• Aufgabe 1:
Beantworte zum Text über Mini-Atomreaktoren diese Fragen:
(a) Mit welcher Begründung sagt John Deal nicht, was letztendlich mit dem Abfall geschieht?
(b) Wie viele Miniaturreaktoren sollen um den Globus verteilt werden?
(c) Woran erinnert die Aussage, dass pro Reaktor wenig radioaktives Material entsteht?
• Aufgabe 2:
Gib ein Stück aus dem Text über Mini-Atomreaktoren Wort für Wort wieder. Fang bei den Worten „Was letztendlich damit“ an und hör nach „verwendet werden kann.“ auf.
• Aufgabe 3:
Schreib den Text über Mini-Atomreaktoren weiter, und zwar im Anschluss an seinen letzten Satz.

── Text zum Lesen ──

So our waste stream is very concentrated, and yes, we have to do something with it, but there are known ways of dealing with it.

Was letztendlich damit geschieht, sagt John Deal „aus Sicherheitsgründen“ nicht, nur, dass man sich keine Sorgen darum machen solle. Neben dieser offen gelassenen Frage stellen sich noch weitere ein, zum Beispiel die, ob das radioaktive Material, das in den 4.000 Miniaturreaktoren, die um den Globus verteilt werden sollen, wirklich keine Gefahr darstellt, selbst wenn es nicht für den Bau einer Atomwaffe verwendet werden kann.

Zudem erinnert die Aussage, dass das entstandene radioaktive Material pro Reaktor im Vergleich zum „normalen“ Atomkraftwerk wenig ist, an die Begründungsstrategien für Mini-Atomwaffen, die vor einigen Jahren wieder an Popularität gewonnen haben. In beiden Fällen wird argumentiert, dass die kleine Variante weniger Schaden anrichtet, als ihr großer Konterpart, und dabei verschwiegen, dass die große Variante unter diesen Bedingungen gar nicht zur Anwendung käme. An Stellen, an denen bisher keine Atomkraftwerke zum Einsatz kommen könnten (ob aus technologischen, politischen oder anderen Gründen), wird nun die technische Möglichkeit gegeben, Atomkraft einzusetzen. Wenig heißt aber immer: mehr. In jedem Fall vermehrt sich die Nutzung von Atomenergie und somit die Gefahr des Missbrauchs derselben und der produzierte radioaktive Abfall.

───
── Verfügbare Daten ──

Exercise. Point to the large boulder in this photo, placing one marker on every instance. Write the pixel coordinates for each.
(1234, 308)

───

• Richtige Antwort 1:
(a) Aus Sicherheitsgründen.
(b) 4.000.
(c) An die Begründungsstrategien für Mini-Atomwaffen.

• Richtige Antwort 2:
Was letztendlich damit geschieht, sagt John Deal „aus Sicherheitsgründen“ nicht, nur, dass man sich keine Sorgen darum machen solle. Neben dieser offen gelassenen Frage stellen sich noch weitere ein, zum Beispiel die, ob das radioaktive Material, das in den 4.000 Miniaturreaktoren, die um den Globus verteilt werden sollen, wirklich keine Gefahr darstellt, selbst wenn es nicht für den Bau einer Atomwaffe verwendet werden kann.

• Richtige Antwort 3:
Zur Zeit ist Hyperion noch auf der Suche nach Investoren, die bereit sind, Kapital in das Projekt einzubringen, um weiter zu forschen. Als erste Kunden nennt John Deal Rumänien und Tschechien. Im Juni 2013 soll das erste Miniatomkraftwerk installiert werden, wobei sich Deal – der Hyperion auf dem Markt als konkurrenzlos sieht – zuversichtlich zeigt, dass der Termin eingehalten werden kann.